Excerpted passage:
***

Penelope was the very best girl. Loved everyone and everything. She was so unique.
You were so loved from the first day we met you and everyday after that. Our hearts will always have a place for you. Until we meet again my sweetest pup. I miss you so much already.
I will forever love you and keep you in my heart sweet girl ❤️🩹
In Loving Memory of Thomas 🐾 The Goodest Boy July 7, 2014 – June 14, 2025 Thomas “Tommy” Turkeyburger Mctommystackers-Pinkerton, a 10 pound miniature poodle with the soul of a lion and the heart of a guardian, passed away peacefully in the arms of his family on Saturday June 14, 2025 at 2:25 PM, after a sudden and courageous battle with brain cancer. Born the runt of the litter and overlooked by all but one, Thomas began his life in quiet obscurity, tucked away in a separate room, unnoticed until the moment he locked eyes with the human who would become his lifelong protector and best friend. That was the beginning of a story that lasted over 10 years. A story of loyalty, resilience, muddy adventures, and a love as pure as could be. Through every hard time, Thomas was there, unwavering. He was the first soul to hear his dad ramble about how life-changing his first rave at Das 2015 was, listening with the quiet understanding only a true companion can give. Thomas was not just a dog. He was a co-pilot, a confidant, a wedding-day mud-roller, and a philosopher in fur. He lived for car rides, French fries, singing along to songs, his ducksworth toy, and every second spent near his people. Even near the end, in the thick of seizures and brain swelling, he never lost his appetite, his tail wag, or his recognition of those who loved him most. His final week was nothing short of a miracle, a reprieve granted by steroids and sheer willpower, giving him one last stretch of joy. To explore the park, to taste chocolate for the first time, and to run to his family one last time before laying down in peace. Thomas is survived by his father Tyler, his mother Kelsey, his Aunt Kiley, his Grandfather Todd, his Aunt Brenda, his cat siblings Wonder and Hemmingway, his pet cousins Glacius and Sully, and many other dear friends and family who loved him. You know who you are. Preceded in death was his cat cousin Annie. He passed on his own terms, after a life well-lived and a final moment of bliss, cradled like a baby, locking eyes with the person he found and who found him. His body is gone, but his presence remains. Not just in memory, but in the air between breaths, in the rituals of love he taught, and in the unbreakable bond formed that day in the back room when no one else was watching. Tommy, you were — and are — the best boy. Run free, sweet prince. You did everything right. You will live forever in our hearts.

***

Supplied entries:
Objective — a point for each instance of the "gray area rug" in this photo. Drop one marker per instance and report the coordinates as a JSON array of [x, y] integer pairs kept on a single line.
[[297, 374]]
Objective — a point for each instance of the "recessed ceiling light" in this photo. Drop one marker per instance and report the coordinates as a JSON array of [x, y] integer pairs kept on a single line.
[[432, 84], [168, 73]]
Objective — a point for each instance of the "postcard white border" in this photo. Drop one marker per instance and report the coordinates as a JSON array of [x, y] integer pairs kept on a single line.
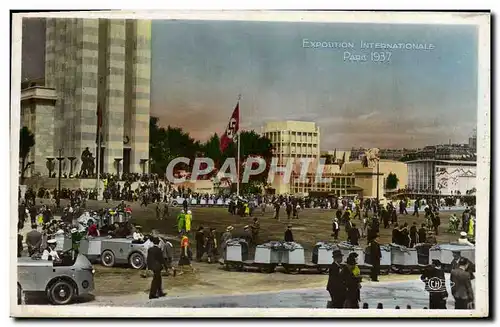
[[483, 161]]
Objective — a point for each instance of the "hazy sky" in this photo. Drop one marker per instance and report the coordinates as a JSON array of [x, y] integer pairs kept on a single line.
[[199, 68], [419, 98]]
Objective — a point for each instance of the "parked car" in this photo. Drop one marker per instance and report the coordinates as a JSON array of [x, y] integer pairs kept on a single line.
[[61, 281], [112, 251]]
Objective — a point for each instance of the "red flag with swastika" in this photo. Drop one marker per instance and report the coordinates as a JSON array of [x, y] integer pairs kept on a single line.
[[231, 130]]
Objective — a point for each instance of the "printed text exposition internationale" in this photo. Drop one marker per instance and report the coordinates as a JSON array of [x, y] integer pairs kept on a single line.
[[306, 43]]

***

Brief A:
Answer these about the pet tributes, one line each:
(i) How does the opening line describe Penelope?
(ii) What breed was Thomas, and how much did he weigh?
(iii) What did Thomas taste for the first time during his final week?
Brief B: Rewrite the pet tributes from "You were so" up to and including "so much already.", changing "sweetest" to "dearest".
The rows play no part in the work on the pet tributes.

Exercise answer A:
(i) As the very best girl.
(ii) A miniature poodle weighing 10 pounds.
(iii) Chocolate.

Exercise answer B:
You were so loved from the first day we met you and everyday after that. Our hearts will always have a place for you. Until we meet again my dearest pup. I miss you so much already.